Each record that follows is to be transcribed exactly, excluding its images.

►

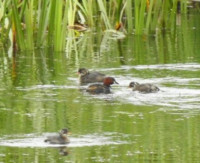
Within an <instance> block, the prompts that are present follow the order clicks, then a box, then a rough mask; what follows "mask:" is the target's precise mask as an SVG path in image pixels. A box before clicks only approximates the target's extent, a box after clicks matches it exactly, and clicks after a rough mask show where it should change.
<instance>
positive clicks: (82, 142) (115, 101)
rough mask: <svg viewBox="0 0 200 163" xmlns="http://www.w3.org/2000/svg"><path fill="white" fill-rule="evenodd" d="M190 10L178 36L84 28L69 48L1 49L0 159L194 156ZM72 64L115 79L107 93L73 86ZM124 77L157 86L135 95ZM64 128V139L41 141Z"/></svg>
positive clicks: (196, 134)
mask: <svg viewBox="0 0 200 163" xmlns="http://www.w3.org/2000/svg"><path fill="white" fill-rule="evenodd" d="M195 16H196V15H194V19H191V20H190V21H189V23H188V25H187V28H186V31H187V32H184V33H182V30H183V28H180V29H177V31H176V35H175V36H173V35H171V34H169V33H167V34H165V35H163V36H158V37H155V36H148V37H147V36H146V37H141V36H139V37H136V36H129V37H126V38H124V39H121V38H120V39H119V40H117V39H116V38H115V37H113V36H111V35H110V34H109V33H105V34H104V35H97V34H93V33H92V32H88V33H85V35H84V36H82V37H81V38H79V40H77V46H76V47H75V46H73V47H71V49H70V48H69V49H67V53H52V51H51V50H48V49H42V50H35V51H34V52H24V53H20V54H18V55H17V56H16V57H12V55H11V54H10V53H8V52H7V51H6V50H4V49H2V51H3V52H2V53H1V54H0V120H1V123H0V129H1V132H0V162H199V160H200V154H199V153H200V139H199V135H200V127H199V123H200V100H199V99H200V75H199V74H200V55H199V47H198V46H197V45H199V43H200V37H199V36H200V35H199V34H200V28H199V27H198V26H196V27H195V30H194V29H193V26H194V25H195V24H196V21H198V19H195ZM195 20H196V21H195ZM192 22H193V23H192ZM183 27H184V26H183ZM182 35H184V37H182ZM88 39H90V40H92V41H91V42H92V43H91V44H89V43H88ZM93 40H94V41H93ZM99 40H101V41H99ZM79 67H87V68H89V69H94V70H97V71H101V72H102V73H105V74H108V75H109V76H113V77H115V78H116V80H117V81H118V82H119V85H113V86H112V94H108V95H90V94H88V93H87V92H85V91H84V88H86V87H87V86H80V85H79V82H78V76H77V69H78V68H79ZM131 81H136V82H139V83H146V82H149V83H152V84H155V85H157V86H158V87H159V88H160V90H161V91H159V92H158V93H152V94H141V93H139V92H133V91H132V90H131V89H130V88H128V85H129V83H130V82H131ZM65 127H67V128H69V130H70V131H71V133H72V134H71V135H70V136H69V139H70V140H71V143H70V144H68V145H64V146H60V145H50V144H47V143H45V142H44V139H45V138H46V136H47V135H49V134H55V133H56V132H58V131H59V130H60V129H61V128H65Z"/></svg>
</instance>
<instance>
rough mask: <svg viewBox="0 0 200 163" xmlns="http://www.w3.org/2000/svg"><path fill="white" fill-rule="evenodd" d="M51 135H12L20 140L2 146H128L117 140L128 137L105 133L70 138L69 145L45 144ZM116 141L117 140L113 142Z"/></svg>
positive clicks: (49, 146)
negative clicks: (39, 135) (103, 133)
mask: <svg viewBox="0 0 200 163" xmlns="http://www.w3.org/2000/svg"><path fill="white" fill-rule="evenodd" d="M47 135H49V134H44V135H42V136H40V137H37V136H36V135H34V134H28V135H12V137H15V138H16V137H17V138H18V139H5V138H4V139H0V146H9V147H22V148H25V147H26V148H27V147H40V148H47V147H66V146H67V147H84V146H102V145H110V144H113V145H117V144H126V143H127V142H125V141H120V140H116V139H119V136H120V137H122V139H123V137H127V135H122V134H119V133H118V134H117V136H116V133H104V134H102V135H100V134H93V135H79V136H78V137H70V143H69V144H64V145H62V144H49V143H46V142H44V139H45V137H46V136H47ZM113 139H115V140H113Z"/></svg>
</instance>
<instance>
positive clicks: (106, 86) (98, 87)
mask: <svg viewBox="0 0 200 163" xmlns="http://www.w3.org/2000/svg"><path fill="white" fill-rule="evenodd" d="M114 83H116V84H118V83H117V82H116V80H115V79H114V78H113V77H106V78H104V80H103V84H92V85H90V86H89V87H88V88H87V90H86V91H87V92H89V93H91V94H101V93H104V94H108V93H110V85H112V84H114Z"/></svg>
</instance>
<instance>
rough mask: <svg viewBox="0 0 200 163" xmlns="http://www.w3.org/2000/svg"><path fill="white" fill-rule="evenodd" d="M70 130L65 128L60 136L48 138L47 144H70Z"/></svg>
mask: <svg viewBox="0 0 200 163" xmlns="http://www.w3.org/2000/svg"><path fill="white" fill-rule="evenodd" d="M67 134H68V129H66V128H64V129H62V130H61V131H60V133H59V135H56V136H48V137H47V139H46V140H44V141H45V142H49V143H50V144H67V143H69V139H68V137H67Z"/></svg>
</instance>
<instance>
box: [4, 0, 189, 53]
mask: <svg viewBox="0 0 200 163" xmlns="http://www.w3.org/2000/svg"><path fill="white" fill-rule="evenodd" d="M188 2H189V0H182V1H179V0H168V1H160V0H134V1H131V0H96V1H93V0H57V1H54V0H37V1H36V0H24V1H21V0H6V1H4V0H0V21H1V22H0V25H1V26H0V28H1V31H2V30H4V31H6V32H5V33H6V35H7V37H5V38H8V33H9V31H10V30H11V28H12V30H11V31H12V37H13V38H12V40H11V42H12V43H13V44H14V45H15V42H14V41H13V40H14V38H15V32H16V41H17V42H16V43H17V45H18V49H21V50H32V49H33V48H34V47H37V48H41V47H52V48H53V49H54V50H55V51H64V50H65V49H66V47H67V44H66V36H70V37H72V36H73V37H75V36H76V34H77V32H76V33H74V34H72V33H71V29H70V30H68V28H67V27H68V26H71V27H73V26H74V25H75V24H76V23H79V24H80V25H82V24H84V26H88V27H89V28H91V29H95V28H96V29H98V31H101V30H102V31H104V30H110V29H115V28H116V30H121V29H125V30H126V31H128V33H132V32H134V34H136V35H142V34H149V33H155V32H156V30H157V29H159V30H162V29H170V30H171V31H174V30H175V29H176V24H177V14H179V13H187V6H188ZM178 5H179V7H178ZM178 8H179V9H180V11H178ZM6 20H8V22H9V23H8V24H9V25H8V27H7V28H5V29H4V26H5V21H6ZM75 30H76V29H75ZM125 30H123V31H125ZM2 41H5V40H2Z"/></svg>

◄

▶ **Response**
Within an <instance> block, the prompts that are present follow the order clicks, then a box, then a rough mask; what follows "mask:" is the target's precise mask as an SVG path in image pixels. A box before clicks only approximates the target's extent, a box after clicks matches it exactly, and clicks after a rough mask show where it should change.
<instance>
positive clicks: (82, 142) (115, 101)
rough mask: <svg viewBox="0 0 200 163" xmlns="http://www.w3.org/2000/svg"><path fill="white" fill-rule="evenodd" d="M190 10L178 36L84 28L69 48L1 49L0 159L194 156ZM72 64L115 79L107 93L73 86ZM124 77L157 86L135 95ZM64 128V139L41 141Z"/></svg>
positive clicks: (196, 134)
mask: <svg viewBox="0 0 200 163" xmlns="http://www.w3.org/2000/svg"><path fill="white" fill-rule="evenodd" d="M195 16H196V15H194V19H191V20H190V21H189V23H188V25H187V28H186V31H187V32H184V33H182V30H183V28H180V29H177V31H176V35H175V36H173V35H171V34H169V33H167V34H165V35H163V36H158V37H155V36H148V37H147V36H146V37H141V36H139V37H136V36H129V37H126V38H124V39H121V38H120V39H119V40H117V39H116V38H115V37H113V36H111V35H110V34H109V33H105V34H104V35H97V34H93V33H92V32H88V33H85V35H84V36H82V37H81V38H79V40H77V46H76V47H75V46H73V47H71V49H70V48H69V49H67V53H52V51H51V50H48V49H42V50H35V51H34V52H24V53H20V54H18V55H17V56H16V57H12V55H11V54H10V53H8V52H7V51H6V50H4V49H2V51H3V52H2V53H1V54H0V120H1V123H0V129H1V132H0V162H199V160H200V154H199V153H200V139H199V135H200V127H199V123H200V100H199V99H200V75H199V74H200V55H199V47H198V46H197V45H199V43H200V37H199V36H200V35H199V34H200V28H199V27H198V26H196V27H195V30H194V29H193V26H194V25H195V24H196V21H198V19H195ZM195 20H196V21H195ZM192 22H193V23H192ZM183 27H184V26H183ZM182 35H184V37H182ZM88 39H90V40H92V41H91V42H92V43H91V44H89V43H88ZM93 40H94V41H93ZM99 40H101V41H99ZM79 67H87V68H89V69H94V70H97V71H101V72H102V73H105V74H108V75H109V76H113V77H115V78H116V80H117V81H118V82H119V85H113V86H112V94H108V95H90V94H88V93H87V92H85V91H84V88H86V87H87V86H80V85H79V82H78V76H77V69H78V68H79ZM131 81H136V82H139V83H146V82H149V83H152V84H155V85H157V86H158V87H159V88H160V90H161V91H159V92H158V93H152V94H141V93H139V92H133V91H132V90H131V89H130V88H128V85H129V83H130V82H131ZM65 127H67V128H69V130H70V131H71V133H72V134H71V135H70V136H69V139H70V140H71V143H70V144H68V145H64V146H60V145H50V144H47V143H45V142H44V139H45V138H46V136H47V135H49V134H55V133H56V132H58V131H59V130H60V129H61V128H65Z"/></svg>
</instance>
<instance>
rough mask: <svg viewBox="0 0 200 163" xmlns="http://www.w3.org/2000/svg"><path fill="white" fill-rule="evenodd" d="M51 135H12L20 140L2 146H128L117 140L128 137L105 133L70 138L69 145L45 144ZM116 141L117 140L113 142Z"/></svg>
positive clicks: (49, 146)
negative clicks: (39, 135) (103, 133)
mask: <svg viewBox="0 0 200 163" xmlns="http://www.w3.org/2000/svg"><path fill="white" fill-rule="evenodd" d="M47 135H49V134H44V135H42V136H40V137H37V136H36V135H34V134H28V135H12V137H15V138H16V137H17V138H18V139H5V138H4V139H0V146H9V147H22V148H25V147H26V148H27V147H40V148H47V147H66V146H67V147H84V146H102V145H110V144H113V145H117V144H126V143H127V142H125V141H120V140H116V139H119V136H120V137H122V139H123V137H127V135H122V134H119V133H118V134H117V136H116V133H104V134H102V135H100V134H93V135H79V136H78V137H70V143H69V144H64V145H62V144H49V143H46V142H44V139H45V137H46V136H47ZM113 139H115V140H113Z"/></svg>
</instance>
<instance>
positive clicks: (106, 86) (98, 87)
mask: <svg viewBox="0 0 200 163" xmlns="http://www.w3.org/2000/svg"><path fill="white" fill-rule="evenodd" d="M114 83H116V84H118V83H117V82H116V80H115V79H114V78H113V77H106V78H104V80H103V84H92V85H90V86H89V87H88V88H87V90H86V91H87V92H89V93H91V94H101V93H104V94H108V93H110V85H112V84H114Z"/></svg>
</instance>
<instance>
rough mask: <svg viewBox="0 0 200 163" xmlns="http://www.w3.org/2000/svg"><path fill="white" fill-rule="evenodd" d="M70 130L65 128L60 136L48 138L47 144H70Z"/></svg>
mask: <svg viewBox="0 0 200 163" xmlns="http://www.w3.org/2000/svg"><path fill="white" fill-rule="evenodd" d="M67 134H68V129H66V128H64V129H62V130H61V131H60V133H59V135H56V136H48V137H47V139H46V140H44V141H45V142H49V143H50V144H67V143H69V139H68V137H67Z"/></svg>
</instance>
<instance>
box: [4, 0, 189, 53]
mask: <svg viewBox="0 0 200 163" xmlns="http://www.w3.org/2000/svg"><path fill="white" fill-rule="evenodd" d="M188 2H189V0H182V1H179V0H168V1H160V0H134V1H131V0H96V1H93V0H57V1H54V0H37V1H36V0H24V1H21V0H6V1H4V0H0V21H1V22H0V25H1V26H0V28H1V31H2V30H4V31H6V32H5V33H6V35H7V37H5V38H8V33H9V31H10V30H11V28H12V30H11V31H12V37H13V38H12V40H11V42H12V43H13V44H14V45H15V42H14V41H13V40H14V38H15V32H16V41H17V42H16V43H17V45H18V49H21V50H32V49H33V48H34V47H37V48H41V47H52V48H53V49H54V50H55V51H64V50H65V49H66V47H67V44H66V36H70V37H72V36H73V37H75V36H76V34H77V32H76V33H74V34H72V33H71V29H70V30H68V28H67V27H68V26H71V27H73V26H74V25H75V24H76V23H79V24H80V25H82V24H84V26H88V27H89V28H91V29H95V28H96V29H98V31H101V30H102V31H104V30H110V29H115V28H116V30H121V29H125V30H126V31H128V33H132V32H134V34H136V35H142V34H149V33H155V32H156V30H157V29H159V30H162V29H170V30H171V31H174V30H175V29H176V24H177V14H179V13H187V6H188ZM178 5H179V7H178ZM178 8H179V9H180V11H178ZM6 20H8V22H9V23H8V24H9V25H8V27H7V28H5V29H4V26H5V21H6ZM75 30H76V29H75ZM125 30H123V31H125ZM2 41H5V40H2Z"/></svg>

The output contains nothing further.